Blog / Wednesday, 12 July, 2017

Predictive Data Analytics for Urban Footfall

Molly Asher (Leeds Institute for Data Analytics), Simon Brereton (Leeds City Council), and me have recently finished a project whose aim was to analyse footfall in Leeds city centre and build computer models (using machine-learning) that could estimate footfall given some external conditions (e.g. the weather, time of year, whether it was a holiday, etc.). We would like to use a model like this to help the Council with questions like:

  • If it is going to rain next Tuesday, how busy will the city be?
  • Last Wednesday we organised x, how successful was our event, taking into account that it was cold and rainy?

We’ve yet to compile the final report, but if you’d like any more information about the project (including the data we used and the code that Molly wrote), you can find more details on the main github page. This post will briefly summarise some of the more interesting findings.

Initial Data Analysis

The first stage was to find and analyse the required input data. We brought together:

  • Footfall camera data: hourly counts of footfall from a number of locations, published by the Data Mill North
  • Weather data: daily temperature, wind, and rainfall, data published by the School of Earth and Environment at the University of Leeds
  • Dates for school, university, and public holidays in Leeds

In the future we could find other data sets that might represent factors that influence footfall, such as car parking availability, train prices, etc., but for now we just used the weather and holiday data. One of the most interesting findings from the first stage in the data analysis was that the times that people use the city centre seem to have changed over the years. For example, the figure below shows how the proportion of people visiting the centre during the day, in the evening, and at night, has changed from 2009. After the opening of the Trinity Shopping Centre in March 2013 there has been a substantial increase in the proportion of people coming to the city centre in the evenings. Shops in the Trinity Centre don’t close before 8pm, which is later than the time that shops in the area traditionally closed, so it seems as if this has encouraged later attendance. Other shops in the area have probably started to stay open later into the evening as well.

Footfall proportions graph

The proportions of people in Leeds City Centre in the daytime, evening, and night.

 


Modelling Footfall with Machine Learning

The main aim of the work was to create a model that could predict levels of footfall given some external conditions. We tested a large number of models using the Scikit Learn python library to see which was the best, and in the end a Random Forest model performed the most strongly. Again, for full details about the methodology, data (training, test, validation, etc.) and the code, see our github page.

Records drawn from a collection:
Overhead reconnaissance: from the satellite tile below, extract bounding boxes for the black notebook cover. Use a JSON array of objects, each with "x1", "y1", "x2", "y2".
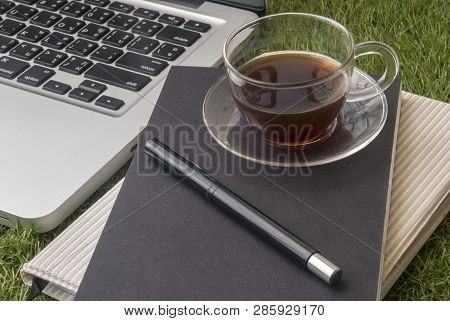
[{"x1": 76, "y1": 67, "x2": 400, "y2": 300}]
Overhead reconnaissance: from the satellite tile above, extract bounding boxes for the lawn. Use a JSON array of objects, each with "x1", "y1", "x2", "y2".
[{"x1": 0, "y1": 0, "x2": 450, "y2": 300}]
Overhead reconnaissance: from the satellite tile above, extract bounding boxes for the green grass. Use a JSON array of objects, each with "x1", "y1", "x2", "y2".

Problem set —
A – In the blog post on Leeds city centre footfall, which model performed most strongly among those tested?
B – The footfall blog post reports a substantial increase, after March 2013, in the proportion of people coming to the city centre in the evenings. Using only the reasons the post gives, explain this increase.
C – Continue the blog post on Leeds city centre footfall, starting after its final sentence.

Answers given —
A – A Random Forest model performed the most strongly.

B – The Trinity Shopping Centre opened in March 2013, and its shops don't close before 8pm, which is later than shops in the area traditionally closed. This seems to have encouraged later attendance. Other shops in the area have probably started staying open later into the evening as well.

C –
Graph comparing model results

Comparing the error of the models tested as footfall predictors.



Model Accuracy


The right figure shows how well the model actually made its predictions. On the whole it behaved reasonably well. Although on some days the predictions were very poor (±20%) the majority are in the range of (±10%).

Distribution of model errors

The distribution of model errors.



Feature Importance

A benefit with random forest models, over some other machine learning techniques, is that it is possible to extract information about the input parameters (‘features’) that are the most important. This doesn’t tell us whether they are linked with more or less footfall, but does tell us which are the most useful for predicting footfall. The list below shows the top 10. It is important to note that this list is not definitive as there are a number of factors that can affect the importance and if we had chosen another model we would have found slightly different results, but on the whole the variables below were fairly consistent across all of the models tested. The weather variables appear to be the most important, which isn’t especially surprising, but is still interesting.

Variable Relative Importance
Mean daily temperature 1142
Mean daily rainfall 383
Monday 131
2013 131
Saturday 130
2016 130
After Trinity opened 123
Thursday 122
Tuesday 116
School holiday 115

Analysing Events

The most useful application of the model is its use as a tool to evaluate how successful previous events in the city were, after taking account of external conditions (day of the week, weather, whether it was a holiday, etc.). For example:

  • For the Tour de France Grand Depart on 5th July 2014, there was 37% more footfall in the city centre than we would have expected otherwise
  • The Christmas light switch-on (10th Nov 2011) attracted 22% more people than we would have expected).
  • The opening of the Trinity centre on 21st March 2013 attracted 33% more footfall.

At the other end of the scale, the model can also help to explain why some days have very low footfall. This occurs during snow, for example, or where other events such as Leeds Festival actually appear to draw people away from the city.

Conclusions

The model discussed here is in early stages, and still needs some work to make it more rigorous, but it is clearly a useful tool and one that could provide valuable insight into the drivers of footfall into city centres.